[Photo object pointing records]

◆ ◆ ◆ ◆ ◆ ◆ ◆

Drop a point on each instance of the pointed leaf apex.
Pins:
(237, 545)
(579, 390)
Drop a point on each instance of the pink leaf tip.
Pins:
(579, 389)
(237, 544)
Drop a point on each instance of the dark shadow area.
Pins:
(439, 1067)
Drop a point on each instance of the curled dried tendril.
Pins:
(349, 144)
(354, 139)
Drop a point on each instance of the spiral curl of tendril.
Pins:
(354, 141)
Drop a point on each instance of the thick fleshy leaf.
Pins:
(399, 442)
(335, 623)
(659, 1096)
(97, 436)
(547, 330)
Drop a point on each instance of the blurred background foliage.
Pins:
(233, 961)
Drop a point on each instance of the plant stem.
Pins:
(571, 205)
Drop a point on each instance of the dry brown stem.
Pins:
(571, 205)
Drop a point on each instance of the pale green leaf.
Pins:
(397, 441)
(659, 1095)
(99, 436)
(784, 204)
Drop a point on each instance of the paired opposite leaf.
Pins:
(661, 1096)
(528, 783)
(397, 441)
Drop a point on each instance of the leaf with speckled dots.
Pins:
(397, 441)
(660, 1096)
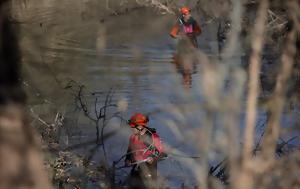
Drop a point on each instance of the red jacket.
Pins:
(142, 147)
(190, 27)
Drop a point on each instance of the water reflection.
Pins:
(185, 61)
(185, 68)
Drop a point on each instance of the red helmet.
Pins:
(185, 10)
(138, 119)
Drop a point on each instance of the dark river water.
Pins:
(132, 55)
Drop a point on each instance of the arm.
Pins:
(129, 156)
(158, 150)
(197, 29)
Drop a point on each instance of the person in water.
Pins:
(144, 150)
(186, 25)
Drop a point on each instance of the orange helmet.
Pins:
(185, 10)
(138, 119)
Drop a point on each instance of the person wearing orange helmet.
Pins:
(187, 25)
(144, 146)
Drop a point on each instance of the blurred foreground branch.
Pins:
(20, 156)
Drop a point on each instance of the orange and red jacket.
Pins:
(142, 147)
(190, 27)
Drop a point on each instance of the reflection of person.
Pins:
(187, 25)
(144, 146)
(186, 68)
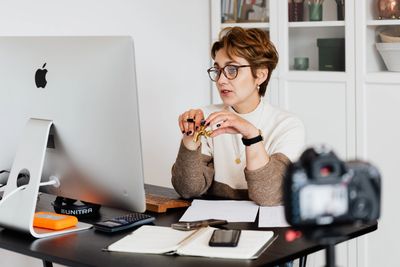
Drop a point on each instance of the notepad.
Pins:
(165, 240)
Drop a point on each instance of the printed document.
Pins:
(272, 217)
(230, 210)
(165, 240)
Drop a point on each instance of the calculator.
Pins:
(123, 222)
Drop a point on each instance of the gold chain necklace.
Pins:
(237, 144)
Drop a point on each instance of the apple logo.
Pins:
(40, 77)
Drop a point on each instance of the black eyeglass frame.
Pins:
(237, 67)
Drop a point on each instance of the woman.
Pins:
(252, 142)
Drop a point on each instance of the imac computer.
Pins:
(78, 97)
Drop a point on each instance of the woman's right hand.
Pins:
(189, 122)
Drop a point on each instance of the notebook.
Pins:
(165, 240)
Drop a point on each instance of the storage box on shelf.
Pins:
(303, 33)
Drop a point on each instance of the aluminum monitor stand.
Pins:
(18, 209)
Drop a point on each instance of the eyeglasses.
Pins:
(230, 72)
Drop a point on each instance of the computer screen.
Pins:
(87, 87)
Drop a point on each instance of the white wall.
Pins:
(171, 42)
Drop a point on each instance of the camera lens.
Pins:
(361, 208)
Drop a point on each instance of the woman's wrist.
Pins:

◆ ◆ ◆ ◆ ◆ ◆ ◆

### What the task asks:
Please copy everything from the line that contains "Drop a point on each instance of the aluminum" down to the end of the entries, keeping both ends.

### Output of the task:
Drop a point on each instance of the aluminum monitor stand.
Pins:
(18, 209)
Drop a point on each instance of the eyeglasses.
Pins:
(230, 72)
Drop a point on each instance of the computer screen.
Pins:
(87, 87)
Drop a point on each instance of the white wall.
Pins:
(171, 42)
Drop a point on each instance of the camera lens.
Pins:
(361, 208)
Drop a point on each instance of the woman's wrist.
Pins:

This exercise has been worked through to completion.